▶ **Article**
# # # #
Operations: filter, select, derive, groupBy, aggregate, joins (inner, left, right, full outer), sort, sample, stratified sample, distinct, k-fold splits.
Expressions: typed column references (F.col @Double "x"), arithmetic, comparisons, logical operators, nullable-aware three-valued logic (.==, .&&), string matching (like, regex), casting, and user-defined functions via lift/lift2.
Statistics: mean, median, mode, variance, standard deviation, percentiles, inter-quartile range, correlation, skewness, frequency tables, imputation.
Plotting: terminal plots (histogram, scatter, line, bar, box, pie, heatmap, stacked bar, correlation matrix) and interactive HTML plots.
Lazy engine: streaming query execution for files that don't fit in memory. Rule-based optimizer with filter fusion, predicate pushdown, and dead column elimination. Pull-based executor with configurable batch sizes.
Interop: Arrow C Data Interface for zero-copy round-trips with Python and Polars.
ML: decision trees (TAO algorithm), feature synthesis, k-fold cross-validation, stratified sampling.
Notebooks: IHaskell integration with pre-built Binder examples.
For files too large to fit in memory, DataFrame.Lazy provides a streaming query engine. Declare a schema, build a query plan with the same familiar operations, and runDataFrame runs it through an optimizer before streaming results batch-by-batch:
import qualified DataFrame.Lazy as L
import qualified DataFrame.Functions as F
import DataFrame.Operators
import DataFrame.Internal.Schema (Schema, schemaType)
import Data.Text (Text)
mySchema :: Schema
mySchema = [ ("name", schemaType @Text)
, ("weight", schemaType @Double)
, ("height", schemaType @Double)
]
main :: IO ()
main = do
result <- L.runDataFrame $
L.scanCsv mySchema "large_file.csv"
|> L.filter (F.col @Double "height" .>. F.lit 1.7)
|> L.select ["name", "weight", "height"]
|> L.derive "bmi" (F.col @Double "weight"
/ (F.col @Double "height" * F.col @Double "height"))
|> L.take 1000
print resultThe optimizer pushes the filter into the scan, drops unreferenced columns before reading, and stops pulling batches once 1000 rows have been collected.
# # # #
▶ **Supplied data**
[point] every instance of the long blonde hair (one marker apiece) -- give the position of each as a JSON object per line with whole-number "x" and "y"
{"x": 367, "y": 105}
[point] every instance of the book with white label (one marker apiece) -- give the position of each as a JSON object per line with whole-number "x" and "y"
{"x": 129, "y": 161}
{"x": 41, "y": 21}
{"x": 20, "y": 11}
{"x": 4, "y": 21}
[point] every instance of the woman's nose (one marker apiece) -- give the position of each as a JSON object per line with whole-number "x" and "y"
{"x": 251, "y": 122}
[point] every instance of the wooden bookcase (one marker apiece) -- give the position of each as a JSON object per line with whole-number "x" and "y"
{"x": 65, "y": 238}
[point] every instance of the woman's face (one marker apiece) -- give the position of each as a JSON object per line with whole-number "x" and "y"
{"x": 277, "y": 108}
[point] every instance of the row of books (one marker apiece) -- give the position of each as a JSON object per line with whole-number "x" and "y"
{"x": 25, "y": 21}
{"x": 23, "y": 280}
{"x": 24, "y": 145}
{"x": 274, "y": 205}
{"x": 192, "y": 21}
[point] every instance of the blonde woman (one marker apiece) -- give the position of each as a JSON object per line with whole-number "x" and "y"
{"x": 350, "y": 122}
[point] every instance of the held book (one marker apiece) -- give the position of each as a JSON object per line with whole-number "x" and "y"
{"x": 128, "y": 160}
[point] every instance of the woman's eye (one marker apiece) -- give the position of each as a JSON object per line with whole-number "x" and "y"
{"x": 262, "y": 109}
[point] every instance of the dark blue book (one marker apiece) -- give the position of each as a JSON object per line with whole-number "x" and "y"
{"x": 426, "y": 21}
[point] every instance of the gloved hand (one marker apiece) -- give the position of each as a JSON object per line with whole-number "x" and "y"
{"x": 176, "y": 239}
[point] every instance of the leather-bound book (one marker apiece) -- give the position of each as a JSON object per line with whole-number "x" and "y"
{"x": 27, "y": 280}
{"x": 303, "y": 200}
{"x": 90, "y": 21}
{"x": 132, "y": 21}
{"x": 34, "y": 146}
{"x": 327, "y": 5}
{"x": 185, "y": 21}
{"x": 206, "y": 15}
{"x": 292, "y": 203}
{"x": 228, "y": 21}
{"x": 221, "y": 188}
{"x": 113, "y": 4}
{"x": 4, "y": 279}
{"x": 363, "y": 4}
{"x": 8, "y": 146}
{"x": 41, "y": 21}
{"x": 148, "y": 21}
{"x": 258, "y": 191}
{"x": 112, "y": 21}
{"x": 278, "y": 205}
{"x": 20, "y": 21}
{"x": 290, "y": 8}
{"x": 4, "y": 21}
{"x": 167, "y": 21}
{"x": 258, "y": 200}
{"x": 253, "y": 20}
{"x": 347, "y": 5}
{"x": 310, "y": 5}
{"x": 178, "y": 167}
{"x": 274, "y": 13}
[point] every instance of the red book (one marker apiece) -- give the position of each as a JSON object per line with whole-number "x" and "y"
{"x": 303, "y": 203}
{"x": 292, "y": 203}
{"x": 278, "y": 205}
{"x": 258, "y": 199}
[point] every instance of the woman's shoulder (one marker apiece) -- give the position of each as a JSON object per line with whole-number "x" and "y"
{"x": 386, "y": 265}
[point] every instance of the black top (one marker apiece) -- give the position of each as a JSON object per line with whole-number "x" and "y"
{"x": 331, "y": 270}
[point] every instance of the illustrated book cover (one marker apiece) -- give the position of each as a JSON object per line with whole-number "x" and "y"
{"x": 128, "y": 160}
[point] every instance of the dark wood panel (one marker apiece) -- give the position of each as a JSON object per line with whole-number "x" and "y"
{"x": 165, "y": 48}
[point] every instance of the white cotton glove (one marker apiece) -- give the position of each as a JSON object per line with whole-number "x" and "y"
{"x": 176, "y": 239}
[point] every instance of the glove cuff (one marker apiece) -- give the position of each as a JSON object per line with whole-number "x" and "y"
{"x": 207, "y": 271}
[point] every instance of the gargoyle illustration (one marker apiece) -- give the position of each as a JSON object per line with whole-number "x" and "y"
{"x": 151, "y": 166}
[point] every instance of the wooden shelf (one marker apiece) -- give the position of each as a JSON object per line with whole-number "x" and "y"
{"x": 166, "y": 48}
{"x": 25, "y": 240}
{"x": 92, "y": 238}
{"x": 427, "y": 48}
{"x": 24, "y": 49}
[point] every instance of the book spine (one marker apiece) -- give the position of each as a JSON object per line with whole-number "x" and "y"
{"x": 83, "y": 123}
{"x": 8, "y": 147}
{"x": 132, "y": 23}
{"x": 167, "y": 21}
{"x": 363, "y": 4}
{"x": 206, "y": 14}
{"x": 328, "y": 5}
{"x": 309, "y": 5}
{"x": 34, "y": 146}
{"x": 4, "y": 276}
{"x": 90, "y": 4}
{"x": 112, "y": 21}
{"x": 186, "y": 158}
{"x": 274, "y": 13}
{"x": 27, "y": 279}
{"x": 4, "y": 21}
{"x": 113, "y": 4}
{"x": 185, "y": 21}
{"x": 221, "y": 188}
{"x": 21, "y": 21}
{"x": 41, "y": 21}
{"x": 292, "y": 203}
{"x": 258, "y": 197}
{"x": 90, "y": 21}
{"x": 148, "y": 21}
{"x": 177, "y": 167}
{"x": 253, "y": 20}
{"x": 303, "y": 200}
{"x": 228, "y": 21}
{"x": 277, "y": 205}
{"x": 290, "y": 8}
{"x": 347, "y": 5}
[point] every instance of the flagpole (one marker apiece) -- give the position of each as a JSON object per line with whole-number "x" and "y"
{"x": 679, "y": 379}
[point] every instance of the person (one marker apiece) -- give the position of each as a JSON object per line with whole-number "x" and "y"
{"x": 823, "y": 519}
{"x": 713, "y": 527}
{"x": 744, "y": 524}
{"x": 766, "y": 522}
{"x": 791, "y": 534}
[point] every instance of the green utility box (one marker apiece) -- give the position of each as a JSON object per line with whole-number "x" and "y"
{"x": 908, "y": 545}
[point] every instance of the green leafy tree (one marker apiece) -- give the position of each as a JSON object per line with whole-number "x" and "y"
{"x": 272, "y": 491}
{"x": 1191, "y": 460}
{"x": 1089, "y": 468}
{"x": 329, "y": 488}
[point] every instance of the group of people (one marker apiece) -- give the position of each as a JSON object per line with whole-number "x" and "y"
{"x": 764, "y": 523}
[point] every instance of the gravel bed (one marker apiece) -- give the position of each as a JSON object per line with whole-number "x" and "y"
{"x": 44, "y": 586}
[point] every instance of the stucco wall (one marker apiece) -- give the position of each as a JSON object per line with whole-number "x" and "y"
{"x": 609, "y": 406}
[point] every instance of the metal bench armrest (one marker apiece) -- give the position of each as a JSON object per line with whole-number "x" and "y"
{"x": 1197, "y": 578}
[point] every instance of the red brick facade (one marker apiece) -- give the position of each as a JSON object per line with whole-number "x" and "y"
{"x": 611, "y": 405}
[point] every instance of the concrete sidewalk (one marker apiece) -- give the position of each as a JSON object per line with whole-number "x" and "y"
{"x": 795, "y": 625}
# # # #
▶ **Given exercise**
Transcribe the passage of the DataFrame library overview starting at "For files too" and ending at "main :: IO ()".

▶ **Full solution**
For files too large to fit in memory, DataFrame.Lazy provides a streaming query engine. Declare a schema, build a query plan with the same familiar operations, and runDataFrame runs it through an optimizer before streaming results batch-by-batch:
import qualified DataFrame.Lazy as L
import qualified DataFrame.Functions as F
import DataFrame.Operators
import DataFrame.Internal.Schema (Schema, schemaType)
import Data.Text (Text)
mySchema :: Schema
mySchema = [ ("name", schemaType @Text)
, ("weight", schemaType @Double)
, ("height", schemaType @Double)
]
main :: IO ()